__Directions for this task__. Scan the entries for "slide". Every line that holds it is to be copied.

__Records supplied__.
◆ ◆ ◆ ◆ ◆

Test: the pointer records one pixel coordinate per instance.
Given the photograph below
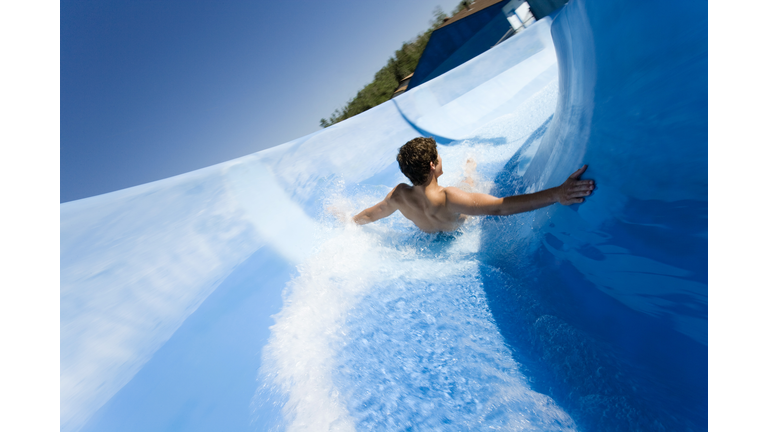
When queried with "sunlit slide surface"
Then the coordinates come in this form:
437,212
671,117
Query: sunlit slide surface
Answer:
230,299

◆ ◆ ◆ ◆ ◆

__Solution for this task__.
When queried with "sunlit slide surface"
Query: sunlit slide surface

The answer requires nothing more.